◆ Work to complete
Would you set down every entry again, exactly as written?

=== Material provided ===

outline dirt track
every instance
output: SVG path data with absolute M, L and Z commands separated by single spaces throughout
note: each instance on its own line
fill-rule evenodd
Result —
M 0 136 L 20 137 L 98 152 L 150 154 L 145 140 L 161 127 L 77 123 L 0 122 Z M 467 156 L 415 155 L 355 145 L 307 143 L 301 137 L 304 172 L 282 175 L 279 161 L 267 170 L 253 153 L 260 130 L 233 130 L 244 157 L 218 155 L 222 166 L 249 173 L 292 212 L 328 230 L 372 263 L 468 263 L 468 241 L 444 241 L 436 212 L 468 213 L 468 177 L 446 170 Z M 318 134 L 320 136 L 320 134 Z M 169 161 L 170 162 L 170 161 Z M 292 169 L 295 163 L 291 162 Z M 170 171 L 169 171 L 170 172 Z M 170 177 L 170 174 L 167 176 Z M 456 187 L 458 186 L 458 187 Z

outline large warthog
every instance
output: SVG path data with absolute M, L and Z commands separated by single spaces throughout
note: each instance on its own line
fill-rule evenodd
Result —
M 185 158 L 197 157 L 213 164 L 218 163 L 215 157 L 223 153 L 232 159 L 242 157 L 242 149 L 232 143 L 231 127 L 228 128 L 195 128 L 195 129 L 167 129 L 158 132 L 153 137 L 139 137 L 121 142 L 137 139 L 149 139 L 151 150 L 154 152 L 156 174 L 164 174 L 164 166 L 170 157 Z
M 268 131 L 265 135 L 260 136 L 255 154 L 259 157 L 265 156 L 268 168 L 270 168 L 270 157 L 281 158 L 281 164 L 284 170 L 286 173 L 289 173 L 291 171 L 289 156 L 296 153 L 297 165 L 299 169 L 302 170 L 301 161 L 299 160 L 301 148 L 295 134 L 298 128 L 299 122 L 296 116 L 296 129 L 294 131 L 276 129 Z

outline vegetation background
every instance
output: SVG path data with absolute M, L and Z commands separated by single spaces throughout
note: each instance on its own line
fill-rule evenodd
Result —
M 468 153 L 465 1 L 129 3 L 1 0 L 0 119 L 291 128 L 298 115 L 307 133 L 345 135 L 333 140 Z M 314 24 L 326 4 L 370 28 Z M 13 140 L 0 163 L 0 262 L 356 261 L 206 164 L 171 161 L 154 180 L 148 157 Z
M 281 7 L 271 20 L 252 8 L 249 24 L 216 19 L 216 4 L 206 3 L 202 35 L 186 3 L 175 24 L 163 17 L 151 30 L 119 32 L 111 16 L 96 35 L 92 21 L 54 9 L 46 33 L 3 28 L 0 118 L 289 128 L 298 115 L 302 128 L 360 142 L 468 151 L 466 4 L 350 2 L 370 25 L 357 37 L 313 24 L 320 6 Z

===

◆ Result for this task
outline dirt track
every instance
output: SVG path data with absolute M, L and Z commands separated by single spaces throughout
note: each instance on its own line
fill-rule evenodd
Result —
M 0 136 L 20 137 L 98 152 L 150 154 L 145 140 L 161 127 L 77 123 L 0 122 Z M 467 156 L 415 155 L 355 145 L 307 143 L 301 137 L 304 172 L 282 175 L 279 161 L 267 170 L 253 153 L 260 130 L 233 130 L 244 157 L 218 155 L 222 166 L 249 173 L 292 212 L 328 230 L 372 263 L 468 263 L 468 241 L 444 241 L 436 212 L 468 213 L 468 177 L 446 170 Z M 318 134 L 320 136 L 320 134 Z M 169 161 L 170 162 L 170 161 Z M 292 169 L 295 163 L 291 162 Z M 170 171 L 169 171 L 170 172 Z M 170 177 L 170 174 L 167 176 Z M 456 187 L 458 186 L 458 187 Z

outline large warthog
every instance
output: SVG path data with absolute M, L and Z commands separated by single spaces throughout
note: each instance on its own line
fill-rule evenodd
Result —
M 185 158 L 197 157 L 213 164 L 218 163 L 215 157 L 223 153 L 232 159 L 242 157 L 242 149 L 232 143 L 231 127 L 228 128 L 195 128 L 195 129 L 167 129 L 158 132 L 153 137 L 139 137 L 121 142 L 137 139 L 149 139 L 151 150 L 154 152 L 156 174 L 164 174 L 164 166 L 170 157 Z
M 268 131 L 265 135 L 260 136 L 255 154 L 259 157 L 265 156 L 268 168 L 270 168 L 270 157 L 281 158 L 281 164 L 284 170 L 286 173 L 289 173 L 291 171 L 289 156 L 296 153 L 297 165 L 299 169 L 302 170 L 301 161 L 299 160 L 301 148 L 295 134 L 298 128 L 299 122 L 296 116 L 296 129 L 294 131 L 276 129 Z

outline vegetation background
every instance
output: SVG path data with absolute M, L and Z commands separated by single spaces throughout
note: each instance on its own line
fill-rule evenodd
Result —
M 468 153 L 465 1 L 129 3 L 1 0 L 0 119 L 291 128 L 298 115 L 307 133 L 345 135 L 333 140 Z M 314 24 L 326 4 L 370 28 Z M 13 140 L 0 163 L 0 262 L 356 261 L 206 164 L 171 161 L 154 180 L 148 157 Z
M 281 7 L 271 20 L 252 8 L 249 24 L 216 19 L 216 4 L 206 3 L 202 35 L 186 3 L 175 24 L 163 17 L 151 30 L 119 32 L 111 16 L 96 35 L 92 21 L 54 9 L 46 33 L 3 28 L 0 118 L 289 128 L 298 115 L 302 128 L 360 142 L 468 151 L 466 4 L 350 2 L 370 25 L 357 37 L 313 24 L 320 6 Z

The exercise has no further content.